### WHAT YOU HAVE TO DO
The entries below should be output exactly as written.

• • • • • • •

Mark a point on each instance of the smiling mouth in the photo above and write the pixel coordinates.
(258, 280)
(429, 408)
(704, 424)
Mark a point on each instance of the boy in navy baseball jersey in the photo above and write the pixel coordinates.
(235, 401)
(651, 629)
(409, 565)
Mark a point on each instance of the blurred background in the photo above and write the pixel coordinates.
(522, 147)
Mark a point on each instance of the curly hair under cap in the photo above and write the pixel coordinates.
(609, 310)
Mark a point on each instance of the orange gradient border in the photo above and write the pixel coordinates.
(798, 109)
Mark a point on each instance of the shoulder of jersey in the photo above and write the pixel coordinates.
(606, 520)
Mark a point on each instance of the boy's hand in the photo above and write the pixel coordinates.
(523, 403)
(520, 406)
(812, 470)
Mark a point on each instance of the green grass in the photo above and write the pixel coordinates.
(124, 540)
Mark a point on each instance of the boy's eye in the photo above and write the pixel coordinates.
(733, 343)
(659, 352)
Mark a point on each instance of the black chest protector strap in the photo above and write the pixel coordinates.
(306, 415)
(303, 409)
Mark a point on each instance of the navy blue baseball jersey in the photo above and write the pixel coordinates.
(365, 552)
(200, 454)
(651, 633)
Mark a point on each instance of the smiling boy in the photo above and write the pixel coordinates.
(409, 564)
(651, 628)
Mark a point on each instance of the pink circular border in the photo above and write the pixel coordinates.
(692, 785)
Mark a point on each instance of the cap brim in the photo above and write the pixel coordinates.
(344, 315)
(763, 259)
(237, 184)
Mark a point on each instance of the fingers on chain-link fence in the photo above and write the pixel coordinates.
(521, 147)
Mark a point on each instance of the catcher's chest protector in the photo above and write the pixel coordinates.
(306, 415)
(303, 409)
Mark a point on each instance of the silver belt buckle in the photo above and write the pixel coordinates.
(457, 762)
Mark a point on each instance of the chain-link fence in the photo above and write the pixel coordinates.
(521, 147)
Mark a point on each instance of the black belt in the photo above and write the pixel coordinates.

• • • • • • •

### PROBLEM SOLUTION
Mark a point on each instance of the smiling mouth in the photo above and write the pixel coordinates.
(258, 280)
(429, 408)
(704, 424)
Mark a point on each instance of the boy in navy baseball jersey in the photo above and write the pixel coordinates.
(235, 401)
(651, 629)
(409, 565)
Mark a point on each instance of the blurred background in the photo above and write the pixel coordinates.
(522, 147)
Mark a point on each instance of the curly hair under cap in the photo above and write the pixel coordinates.
(609, 310)
Mark a point on each instance of the orange gradient border in the photo above and write the pixel coordinates.
(798, 109)
Mark a point on each instance of the shoulder of jersey in the photo above and write the pixel coordinates.
(606, 520)
Mark a point on each instance of the boy's hand in the photo above and write the pixel coordinates.
(523, 403)
(520, 406)
(812, 470)
Mark a point on each instance of the green grass in the photo above and write the pixel coordinates.
(124, 540)
Mark a point on each instance of the boy's eye in the photo above and write the pixel coordinates.
(733, 343)
(659, 352)
Mark a point on each instance of the black chest protector strap in the photo above and write the pixel coordinates.
(306, 415)
(303, 409)
Mark a point on each instance of the navy blue baseball jersey in the photo above and write the pixel coordinates.
(365, 552)
(200, 454)
(651, 633)
Mark a point on each instance of the smiling boy in the photo above and write the pixel coordinates.
(409, 564)
(651, 628)
Mark a point on each instance of the pink circular border in the photo above and write the pixel coordinates.
(692, 785)
Mark a point on each instance of the cap brim in the photo above and write the pixel coordinates.
(344, 315)
(763, 259)
(237, 184)
Mark a point on each instance of the fingers on chain-link fence in the photo above and write the pixel coordinates.
(521, 147)
Mark a point on each instance of the catcher's chest protector in the photo above and write the pixel coordinates.
(306, 415)
(303, 409)
Mark a point on each instance of the silver belt buckle in the photo above and write the pixel coordinates.
(457, 762)
Mark a point on each instance of the chain-link fence in the photo above and write the pixel coordinates.
(521, 147)
Mark a point on each instance of the black belt in the photo above and write the pixel coordinates.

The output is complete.